- _Tasks and exercises_:
[a] Copy the church decline post word for word, starting with "In light of" and going on through "little more faith.".
[b] According to the church decline post, which issues does Rachel Held Evans cite as reasons people in her generation are leaving the church?

:: Supplied passage

Popular Christian blogger Rachel Held Evans wrote an article for CNN on “why millenials are leaving the church.” She really means the evangelical church, and she cites issues like excessive politicization, an anti-science attitude, and hostility to LGBT folks as reasons why people in her generation are jumping ship. She suggests that churches need to come around on these issues if they want to draw in today’s twenty- and thirty-somethings.
Since I’m neither an evangelical nor a millenial, I don’t really have a dog in this fight. Mainline churches have problems with numbers across the generational board, so we’re not exactly in a position to lecture evangelicals about how to boost theirs.
But maybe that’s not really the point. I don’t want to attend a church that’s anti-gay or that tells me I can’t believe in evolution because I think those positions are wrong. Will a pro-gay, pro-science church attract more members? I frankly have no idea. But I do know that it’s better to live by what you consider to be the truth.
It seems to me that behind much of this anxiety about church decline is an unstated assumption that America is still the center of Christendom. Numerically, this just isn’t the case, as Philip Jenkins and others have been pointing out for some time. Whatever the future of Christianity is, it isn’t likely to happen here.
In light of that, maybe American Christians need to get over the idea that it’s up to us to ensure the future of Christianity. This could actually be quite liberating, allowing us to experiment with new forms of church life and take bold steps to live out our faith without constantly worrying about how it’s going to play to whatever demographic we’re trying to attract. Maybe we need to have a little more faith.
The biggest problem facing us is not the numerical decline of the church. It’s things like climate change, persistent poverty and inequality, and wars and rumors of wars. If Christians worried less about the former, they might discover the resources for interesting and fruitful ways of responding to the latter. And communities that can do that might actually be worth paying attention to.
7 thoughts on “American Christians should relax about church decline”
Yeah, there are some pretty heavy assumptions about the progressive nature of history in telling people that they should change some of their core beliefs because the young folks are so over that. They might reasonably respond, Who says the young know better than the old, anyway?
I suppose that whether the numerical decline of the church is the biggest problem depends on what you believe the church does for society and for the souls of individuals. Since mainliners don’t really believe in ‘no salvation outside the church,’ that becomes harder to define. But even if you’re worried about the eternal destiny of millennials’ souls, the Global South might be helping with that one too. There’s a church in my neighborhood that’s Anglican but not Episcopalian, because it was formed through a mission that the Church of Rwanda established in North America 10 or 15 years ago. And despite its African origin, it’s packed with educated white millennials. (I totally feel old when I visit there.) Of course, the Episcopalians aren’t too happy with these sorts of incursions on their turf. But it does show that global Christianity has gotten big enough that, if you aren’t going to bring them Jesus, someone will.

::::
:: Entries supplied

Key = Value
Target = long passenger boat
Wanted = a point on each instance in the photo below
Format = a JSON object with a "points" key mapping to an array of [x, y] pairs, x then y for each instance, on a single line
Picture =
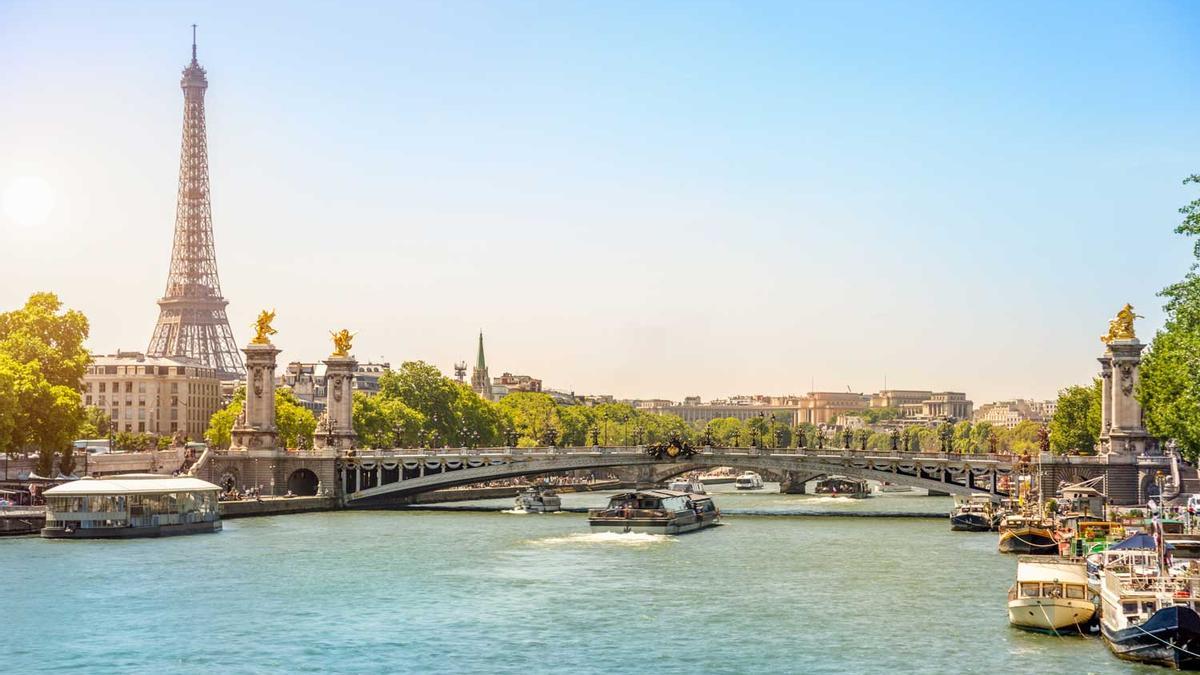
{"points": [[1027, 535], [141, 505], [844, 487], [658, 512], [1149, 614], [1051, 596], [973, 514]]}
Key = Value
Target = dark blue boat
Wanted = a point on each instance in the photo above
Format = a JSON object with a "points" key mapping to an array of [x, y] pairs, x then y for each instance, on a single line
{"points": [[1170, 637]]}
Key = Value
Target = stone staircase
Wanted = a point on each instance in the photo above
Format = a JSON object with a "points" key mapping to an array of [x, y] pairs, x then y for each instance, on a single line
{"points": [[1188, 484]]}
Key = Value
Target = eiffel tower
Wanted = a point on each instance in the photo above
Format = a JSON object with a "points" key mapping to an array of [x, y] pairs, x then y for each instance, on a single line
{"points": [[192, 320]]}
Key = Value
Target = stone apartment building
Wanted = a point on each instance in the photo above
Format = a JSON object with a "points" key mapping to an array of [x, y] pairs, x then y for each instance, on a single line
{"points": [[307, 381], [1012, 412], [153, 394]]}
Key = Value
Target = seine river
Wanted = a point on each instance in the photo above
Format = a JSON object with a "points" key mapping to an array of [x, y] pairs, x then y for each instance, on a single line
{"points": [[499, 592]]}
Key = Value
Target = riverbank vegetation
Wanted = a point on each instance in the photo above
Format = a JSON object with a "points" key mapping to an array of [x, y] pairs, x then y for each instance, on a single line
{"points": [[42, 362]]}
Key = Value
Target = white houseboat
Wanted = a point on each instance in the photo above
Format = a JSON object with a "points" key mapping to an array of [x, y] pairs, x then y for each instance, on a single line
{"points": [[1051, 596], [139, 505], [748, 481], [1150, 613], [538, 500], [658, 512]]}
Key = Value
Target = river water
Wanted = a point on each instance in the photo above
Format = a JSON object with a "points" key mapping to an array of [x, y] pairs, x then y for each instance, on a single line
{"points": [[501, 592]]}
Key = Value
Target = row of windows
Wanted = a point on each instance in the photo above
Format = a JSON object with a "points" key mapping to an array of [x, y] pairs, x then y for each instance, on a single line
{"points": [[142, 428], [150, 370], [204, 401], [192, 387]]}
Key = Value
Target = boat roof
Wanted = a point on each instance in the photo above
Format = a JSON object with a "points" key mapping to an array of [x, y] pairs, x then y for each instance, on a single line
{"points": [[132, 484], [660, 494], [1061, 571], [1140, 541]]}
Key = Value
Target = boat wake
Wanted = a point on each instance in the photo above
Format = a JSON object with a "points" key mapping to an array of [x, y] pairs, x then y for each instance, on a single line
{"points": [[606, 538]]}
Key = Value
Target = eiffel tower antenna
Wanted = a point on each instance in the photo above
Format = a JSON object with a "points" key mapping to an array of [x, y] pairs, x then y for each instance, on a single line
{"points": [[192, 318]]}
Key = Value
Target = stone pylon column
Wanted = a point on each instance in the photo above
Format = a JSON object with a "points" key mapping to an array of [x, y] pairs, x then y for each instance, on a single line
{"points": [[336, 426], [1105, 401], [255, 429], [1121, 425]]}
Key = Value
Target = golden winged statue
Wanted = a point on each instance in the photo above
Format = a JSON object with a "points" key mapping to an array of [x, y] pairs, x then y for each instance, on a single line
{"points": [[342, 340], [263, 329], [1121, 328]]}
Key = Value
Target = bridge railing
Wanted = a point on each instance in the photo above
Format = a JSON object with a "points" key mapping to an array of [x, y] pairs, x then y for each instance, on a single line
{"points": [[551, 451]]}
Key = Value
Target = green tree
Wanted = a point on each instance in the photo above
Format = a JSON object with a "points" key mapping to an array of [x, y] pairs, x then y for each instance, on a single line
{"points": [[576, 423], [382, 422], [726, 431], [1075, 425], [43, 416], [964, 438], [423, 388], [1169, 383], [1021, 438], [294, 423], [43, 333], [42, 362], [478, 422], [66, 460], [96, 424], [807, 435], [531, 414]]}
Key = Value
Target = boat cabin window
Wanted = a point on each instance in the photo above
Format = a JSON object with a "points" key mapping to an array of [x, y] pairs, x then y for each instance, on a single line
{"points": [[675, 503]]}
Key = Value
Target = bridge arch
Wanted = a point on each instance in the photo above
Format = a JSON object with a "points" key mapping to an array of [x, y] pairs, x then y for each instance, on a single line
{"points": [[947, 473], [303, 483]]}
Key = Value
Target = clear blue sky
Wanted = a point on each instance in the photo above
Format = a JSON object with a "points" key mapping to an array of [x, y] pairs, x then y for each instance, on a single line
{"points": [[637, 198]]}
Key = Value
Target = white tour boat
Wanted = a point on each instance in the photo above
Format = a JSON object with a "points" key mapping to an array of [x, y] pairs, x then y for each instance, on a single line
{"points": [[1051, 596], [658, 512], [748, 481]]}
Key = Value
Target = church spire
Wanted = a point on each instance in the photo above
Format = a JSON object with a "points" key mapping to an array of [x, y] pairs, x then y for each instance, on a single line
{"points": [[479, 378]]}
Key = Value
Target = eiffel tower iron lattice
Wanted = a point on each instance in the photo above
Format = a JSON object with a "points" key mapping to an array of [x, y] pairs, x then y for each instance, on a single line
{"points": [[192, 318]]}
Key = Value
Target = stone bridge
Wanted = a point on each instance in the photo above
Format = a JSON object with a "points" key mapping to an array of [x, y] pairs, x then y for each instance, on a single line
{"points": [[378, 477]]}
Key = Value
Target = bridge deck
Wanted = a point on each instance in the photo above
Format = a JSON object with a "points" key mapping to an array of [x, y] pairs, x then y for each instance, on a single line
{"points": [[373, 475]]}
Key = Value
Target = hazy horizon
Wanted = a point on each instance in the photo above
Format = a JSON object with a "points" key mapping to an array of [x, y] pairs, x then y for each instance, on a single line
{"points": [[646, 201]]}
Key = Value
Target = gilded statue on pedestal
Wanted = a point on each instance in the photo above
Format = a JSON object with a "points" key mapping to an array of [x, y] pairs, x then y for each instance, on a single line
{"points": [[1121, 328], [342, 342], [263, 329]]}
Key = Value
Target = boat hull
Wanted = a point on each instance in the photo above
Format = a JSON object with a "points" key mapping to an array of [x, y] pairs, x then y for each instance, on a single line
{"points": [[130, 532], [971, 523], [1029, 541], [1051, 615], [652, 525], [1170, 637]]}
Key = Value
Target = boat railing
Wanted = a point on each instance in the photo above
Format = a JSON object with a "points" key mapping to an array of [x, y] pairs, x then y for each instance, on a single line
{"points": [[628, 513]]}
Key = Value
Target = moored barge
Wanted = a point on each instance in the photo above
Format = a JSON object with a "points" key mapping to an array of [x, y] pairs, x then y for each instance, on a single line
{"points": [[976, 513], [141, 505]]}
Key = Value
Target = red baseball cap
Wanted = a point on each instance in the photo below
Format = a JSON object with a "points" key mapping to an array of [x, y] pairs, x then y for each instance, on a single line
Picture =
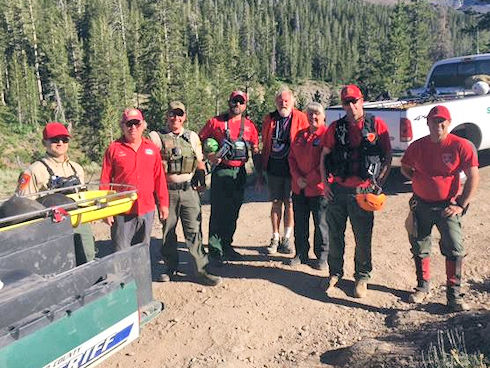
{"points": [[439, 111], [55, 129], [349, 92], [238, 93], [131, 114]]}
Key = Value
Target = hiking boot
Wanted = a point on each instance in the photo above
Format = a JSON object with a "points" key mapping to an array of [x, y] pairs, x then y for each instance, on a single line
{"points": [[272, 248], [285, 246], [418, 296], [208, 279], [331, 282], [293, 261], [457, 305], [232, 255], [167, 274], [360, 289], [216, 260], [320, 265]]}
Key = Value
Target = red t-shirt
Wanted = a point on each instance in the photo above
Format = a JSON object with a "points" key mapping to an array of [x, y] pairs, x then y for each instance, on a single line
{"points": [[355, 139], [215, 128], [304, 161], [141, 169], [437, 166]]}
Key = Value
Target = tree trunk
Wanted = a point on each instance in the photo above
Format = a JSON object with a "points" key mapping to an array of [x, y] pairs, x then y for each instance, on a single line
{"points": [[36, 56]]}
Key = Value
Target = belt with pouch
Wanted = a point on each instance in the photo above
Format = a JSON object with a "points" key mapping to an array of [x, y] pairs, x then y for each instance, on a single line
{"points": [[179, 186]]}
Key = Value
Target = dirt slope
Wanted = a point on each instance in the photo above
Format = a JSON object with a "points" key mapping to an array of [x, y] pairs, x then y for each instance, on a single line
{"points": [[265, 314]]}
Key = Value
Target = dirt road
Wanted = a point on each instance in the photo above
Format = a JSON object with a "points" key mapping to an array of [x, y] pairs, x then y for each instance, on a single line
{"points": [[266, 314]]}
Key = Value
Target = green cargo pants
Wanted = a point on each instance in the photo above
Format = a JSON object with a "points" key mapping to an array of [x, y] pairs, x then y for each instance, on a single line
{"points": [[344, 206], [428, 215], [227, 191], [186, 205]]}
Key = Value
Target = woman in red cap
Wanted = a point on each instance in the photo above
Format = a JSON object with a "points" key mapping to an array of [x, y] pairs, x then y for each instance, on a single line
{"points": [[55, 170]]}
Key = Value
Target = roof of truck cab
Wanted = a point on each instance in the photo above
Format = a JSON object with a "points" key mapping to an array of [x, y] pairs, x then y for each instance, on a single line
{"points": [[463, 58]]}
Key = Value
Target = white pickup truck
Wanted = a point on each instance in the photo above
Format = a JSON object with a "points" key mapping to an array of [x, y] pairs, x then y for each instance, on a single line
{"points": [[406, 118]]}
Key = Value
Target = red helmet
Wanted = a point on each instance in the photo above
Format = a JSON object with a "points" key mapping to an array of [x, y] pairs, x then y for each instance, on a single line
{"points": [[370, 201]]}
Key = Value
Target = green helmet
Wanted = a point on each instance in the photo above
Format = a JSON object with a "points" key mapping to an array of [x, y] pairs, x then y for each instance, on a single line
{"points": [[210, 145]]}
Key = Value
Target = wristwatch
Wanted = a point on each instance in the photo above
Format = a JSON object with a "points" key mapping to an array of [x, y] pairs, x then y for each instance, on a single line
{"points": [[465, 209]]}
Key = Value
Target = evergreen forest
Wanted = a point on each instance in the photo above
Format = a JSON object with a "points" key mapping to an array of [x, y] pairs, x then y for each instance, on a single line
{"points": [[82, 62]]}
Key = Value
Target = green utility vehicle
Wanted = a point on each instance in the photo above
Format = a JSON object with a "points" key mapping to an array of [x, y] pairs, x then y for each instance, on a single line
{"points": [[55, 314]]}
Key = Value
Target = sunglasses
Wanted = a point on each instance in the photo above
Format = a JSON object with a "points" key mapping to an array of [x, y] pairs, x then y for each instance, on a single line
{"points": [[131, 123], [238, 100], [176, 112], [63, 139], [349, 101]]}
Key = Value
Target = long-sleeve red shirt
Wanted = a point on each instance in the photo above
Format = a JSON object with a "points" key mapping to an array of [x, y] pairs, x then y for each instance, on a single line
{"points": [[304, 161], [299, 121], [141, 169]]}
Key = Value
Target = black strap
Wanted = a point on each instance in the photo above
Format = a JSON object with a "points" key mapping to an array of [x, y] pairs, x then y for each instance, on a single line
{"points": [[227, 130]]}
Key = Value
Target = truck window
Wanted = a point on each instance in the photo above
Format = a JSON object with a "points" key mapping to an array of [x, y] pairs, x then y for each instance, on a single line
{"points": [[454, 74], [444, 75], [483, 67]]}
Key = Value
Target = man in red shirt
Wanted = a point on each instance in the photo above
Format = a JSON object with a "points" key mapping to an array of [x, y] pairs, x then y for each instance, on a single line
{"points": [[358, 152], [135, 161], [228, 179], [278, 131], [434, 164], [308, 189]]}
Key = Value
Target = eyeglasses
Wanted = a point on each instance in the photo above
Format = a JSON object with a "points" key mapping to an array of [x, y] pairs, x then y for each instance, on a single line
{"points": [[62, 139], [349, 101], [237, 100], [131, 123], [176, 112]]}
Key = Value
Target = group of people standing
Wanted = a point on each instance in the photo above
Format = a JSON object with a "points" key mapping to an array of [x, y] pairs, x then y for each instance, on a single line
{"points": [[311, 169]]}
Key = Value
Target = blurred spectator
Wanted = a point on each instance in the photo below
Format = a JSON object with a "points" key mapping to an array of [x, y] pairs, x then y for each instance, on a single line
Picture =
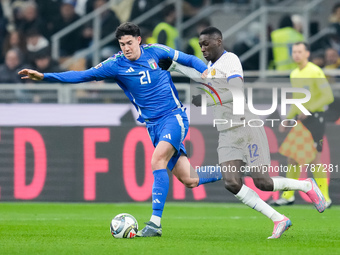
{"points": [[193, 47], [297, 22], [165, 32], [139, 7], [318, 58], [283, 38], [31, 20], [192, 7], [109, 23], [48, 12], [335, 15], [14, 40], [35, 42], [69, 43], [13, 64], [245, 41], [332, 60]]}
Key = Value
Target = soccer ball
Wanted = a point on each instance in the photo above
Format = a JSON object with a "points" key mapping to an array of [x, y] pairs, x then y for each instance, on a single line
{"points": [[124, 225]]}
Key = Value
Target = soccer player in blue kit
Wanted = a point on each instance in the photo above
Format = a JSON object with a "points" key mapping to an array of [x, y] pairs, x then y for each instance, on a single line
{"points": [[151, 90]]}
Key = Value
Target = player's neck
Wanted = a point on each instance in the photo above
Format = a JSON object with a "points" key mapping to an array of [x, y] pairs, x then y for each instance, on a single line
{"points": [[220, 53]]}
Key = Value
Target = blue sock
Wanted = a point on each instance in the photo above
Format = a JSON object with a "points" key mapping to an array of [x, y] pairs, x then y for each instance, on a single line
{"points": [[209, 174], [160, 190]]}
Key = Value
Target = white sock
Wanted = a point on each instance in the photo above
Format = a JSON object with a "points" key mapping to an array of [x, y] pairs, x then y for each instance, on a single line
{"points": [[250, 198], [285, 184], [156, 220]]}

::::

- _Outputs by task_:
[a]
In light of that, maybe American Christians need to get over the idea that it’s up to us to ensure the future of Christianity. This could actually be quite liberating, allowing us to experiment with new forms of church life and take bold steps to live out our faith without constantly worrying about how it’s going to play to whatever demographic we’re trying to attract. Maybe we need to have a little more faith.

[b] Excessive politicization, an anti-science attitude, and hostility to LGBT folks.